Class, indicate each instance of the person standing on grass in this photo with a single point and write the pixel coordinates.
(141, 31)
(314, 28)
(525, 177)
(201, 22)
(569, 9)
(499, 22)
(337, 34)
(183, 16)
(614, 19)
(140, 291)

### Prompt:
Arrange each line of the data above as a Markdown table with two columns, "No." for the row number and "Line" for the line itself, omitting any blank lines.

### Response to the exercise:
| No. | Line |
|---|---|
| 1 | Class, indicate each instance of the person standing on grass in this photo with a single point and write the pixel coordinates. |
| 2 | (141, 31) |
| 3 | (314, 28) |
| 4 | (525, 177) |
| 5 | (201, 22) |
| 6 | (569, 9) |
| 7 | (499, 22) |
| 8 | (337, 34) |
| 9 | (183, 16) |
| 10 | (614, 19) |
| 11 | (140, 291) |